Rewrite the lines of the listing as a numbered list, omitting any blank lines. Include every line of the listing.

----- INPUT -----

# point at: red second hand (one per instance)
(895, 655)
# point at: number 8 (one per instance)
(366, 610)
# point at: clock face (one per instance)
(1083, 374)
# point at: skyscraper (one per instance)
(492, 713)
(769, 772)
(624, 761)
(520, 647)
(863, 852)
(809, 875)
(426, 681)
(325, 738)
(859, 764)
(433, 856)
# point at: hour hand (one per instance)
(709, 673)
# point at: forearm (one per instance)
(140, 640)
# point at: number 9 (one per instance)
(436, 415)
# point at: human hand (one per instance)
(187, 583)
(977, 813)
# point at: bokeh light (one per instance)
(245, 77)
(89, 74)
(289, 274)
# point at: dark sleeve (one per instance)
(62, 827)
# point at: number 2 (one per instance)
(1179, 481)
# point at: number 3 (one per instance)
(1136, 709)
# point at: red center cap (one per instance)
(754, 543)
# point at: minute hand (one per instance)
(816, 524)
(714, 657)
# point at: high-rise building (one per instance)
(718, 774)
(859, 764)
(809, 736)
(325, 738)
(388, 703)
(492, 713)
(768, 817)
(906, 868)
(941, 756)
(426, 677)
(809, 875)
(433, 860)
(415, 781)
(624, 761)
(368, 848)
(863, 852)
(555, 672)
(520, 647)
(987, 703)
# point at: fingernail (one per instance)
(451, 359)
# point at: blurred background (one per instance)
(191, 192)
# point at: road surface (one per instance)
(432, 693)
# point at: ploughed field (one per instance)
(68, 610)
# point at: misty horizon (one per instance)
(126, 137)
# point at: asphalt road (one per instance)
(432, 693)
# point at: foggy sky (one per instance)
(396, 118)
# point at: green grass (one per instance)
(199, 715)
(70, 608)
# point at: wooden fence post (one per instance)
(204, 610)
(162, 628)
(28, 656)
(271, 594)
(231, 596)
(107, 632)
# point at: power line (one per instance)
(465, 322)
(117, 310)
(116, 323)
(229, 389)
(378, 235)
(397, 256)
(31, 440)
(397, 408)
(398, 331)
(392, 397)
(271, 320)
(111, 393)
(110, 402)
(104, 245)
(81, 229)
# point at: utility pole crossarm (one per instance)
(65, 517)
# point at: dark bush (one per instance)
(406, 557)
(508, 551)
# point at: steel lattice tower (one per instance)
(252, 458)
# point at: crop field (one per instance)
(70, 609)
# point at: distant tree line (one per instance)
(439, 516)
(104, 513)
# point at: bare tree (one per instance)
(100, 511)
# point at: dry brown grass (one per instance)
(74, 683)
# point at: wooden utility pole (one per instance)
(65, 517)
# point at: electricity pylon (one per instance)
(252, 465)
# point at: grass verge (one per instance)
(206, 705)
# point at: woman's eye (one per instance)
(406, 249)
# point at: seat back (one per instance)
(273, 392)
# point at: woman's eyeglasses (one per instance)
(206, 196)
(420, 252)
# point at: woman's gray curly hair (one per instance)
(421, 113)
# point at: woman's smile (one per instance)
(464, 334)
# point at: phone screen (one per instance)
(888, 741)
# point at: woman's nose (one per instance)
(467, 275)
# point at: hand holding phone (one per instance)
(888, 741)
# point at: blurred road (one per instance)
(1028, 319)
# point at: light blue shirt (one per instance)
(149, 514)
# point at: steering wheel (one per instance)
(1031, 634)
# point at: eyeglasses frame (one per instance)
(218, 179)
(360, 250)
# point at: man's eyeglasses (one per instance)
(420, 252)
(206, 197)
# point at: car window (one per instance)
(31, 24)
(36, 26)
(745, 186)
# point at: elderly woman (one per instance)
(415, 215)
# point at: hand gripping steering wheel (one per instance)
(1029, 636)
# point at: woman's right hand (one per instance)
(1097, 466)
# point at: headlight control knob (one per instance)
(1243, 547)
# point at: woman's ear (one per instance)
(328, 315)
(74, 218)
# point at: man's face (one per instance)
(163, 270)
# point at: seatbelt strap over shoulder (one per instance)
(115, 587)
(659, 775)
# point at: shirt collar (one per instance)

-----

## TASK OUTPUT:
1. # point at: red second hand (one per instance)
2. (895, 655)
3. # point at: number 8 (one per instance)
4. (366, 610)
5. # point at: clock face (one per instance)
6. (1083, 374)
7. # point at: skyscraper (one per instance)
8. (492, 713)
9. (769, 772)
10. (624, 761)
11. (520, 647)
12. (863, 852)
13. (809, 875)
14. (426, 681)
15. (325, 738)
16. (859, 764)
17. (433, 856)
18. # point at: hour hand (one per instance)
19. (709, 673)
20. # point at: forearm (one per instance)
21. (140, 640)
22. # point at: number 9 (one per instance)
23. (436, 415)
24. # point at: human hand (one per instance)
25. (187, 583)
26. (977, 813)
27. # point at: bokeh light (one per instance)
28. (245, 77)
29. (89, 74)
30. (289, 274)
31. # point at: dark sleeve (one per instance)
32. (62, 827)
33. # point at: number 2 (one per instance)
34. (1179, 481)
35. # point at: number 3 (one per instance)
36. (1136, 709)
37. # point at: red center cap (one per instance)
38. (754, 543)
39. # point at: minute hand (one per instance)
40. (816, 524)
41. (714, 657)
42. # point at: high-rise building (one per instance)
43. (718, 774)
44. (859, 764)
45. (809, 736)
46. (325, 738)
47. (388, 703)
48. (492, 713)
49. (768, 817)
50. (906, 868)
51. (941, 756)
52. (426, 677)
53. (809, 875)
54. (433, 860)
55. (415, 781)
56. (624, 761)
57. (368, 848)
58. (863, 852)
59. (555, 672)
60. (520, 647)
61. (987, 703)
62. # point at: fingernail (one per instance)
63. (451, 359)
64. # point at: blurred background (one per instance)
65. (191, 192)
66. # point at: road surface (one per instance)
67. (432, 693)
68. # point at: ploughed field (one per instance)
69. (68, 610)
70. # point at: misty horizon (one per instance)
71. (126, 137)
72. # point at: asphalt road (one per instance)
73. (432, 693)
74. # point at: foggy sky (one per instance)
75. (396, 118)
76. # point at: green grass (one per instance)
77. (199, 715)
78. (70, 608)
79. # point at: wooden fence post (one per instance)
80. (204, 610)
81. (162, 628)
82. (28, 656)
83. (271, 594)
84. (231, 596)
85. (107, 632)
86. # point at: power line (one per instance)
87. (465, 322)
88. (117, 310)
89. (116, 323)
90. (229, 389)
91. (378, 235)
92. (397, 256)
93. (31, 440)
94. (397, 408)
95. (398, 331)
96. (392, 397)
97. (271, 320)
98. (111, 393)
99. (110, 402)
100. (104, 245)
101. (81, 229)
102. # point at: utility pole crossarm (one per instance)
103. (65, 517)
104. # point at: dark bush (one per instance)
105. (406, 557)
106. (508, 551)
107. # point at: steel lattice tower (one per instance)
108. (252, 458)
109. # point at: crop field (one per instance)
110. (70, 609)
111. # point at: distant tree line (one per instance)
112. (439, 516)
113. (104, 513)
114. # point at: bare tree (one per instance)
115. (100, 511)
116. # point at: dry brown grass (one per instance)
117. (74, 683)
118. # point at: wooden utility pole (one per instance)
119. (65, 517)
120. # point at: electricity pylon (one per instance)
121. (252, 465)
122. # point at: grass verge (one per instance)
123. (206, 705)
124. # point at: woman's eye (one per instance)
125. (406, 249)
126. # point at: seat back (one per instance)
127. (273, 392)
128. # point at: woman's eyeglasses (one per instance)
129. (206, 196)
130. (420, 252)
131. # point at: woman's gray curly hair (one per instance)
132. (421, 113)
133. # point at: woman's smile (one per instance)
134. (464, 334)
135. # point at: phone screen (one per instance)
136. (888, 741)
137. # point at: woman's nose (one per instance)
138. (467, 275)
139. # point at: hand holding phone (one per instance)
140. (888, 741)
141. # point at: blurred road (one per instance)
142. (1028, 319)
143. # point at: light blue shirt (one per instance)
144. (149, 514)
145. # point at: steering wheel (one per instance)
146. (1031, 634)
147. # point at: eyeglasses frame (one per instance)
148. (218, 179)
149. (360, 250)
150. # point at: man's eyeglasses (one per instance)
151. (420, 252)
152. (206, 197)
153. # point at: car window (one per instance)
154. (31, 24)
155. (36, 26)
156. (745, 186)
157. # point at: elderly woman (one per instance)
158. (415, 215)
159. # point at: hand gripping steering wheel (one per instance)
160. (1029, 636)
161. # point at: woman's right hand (one per instance)
162. (1097, 466)
163. # point at: headlight control knob (one per instance)
164. (1243, 547)
165. # point at: woman's ear (one per instance)
166. (328, 315)
167. (74, 218)
168. # point at: man's face (one per instance)
169. (163, 270)
170. # point at: seatbelt strap over shoulder (one per instance)
171. (115, 587)
172. (659, 775)
173. # point at: shirt collar (one per instance)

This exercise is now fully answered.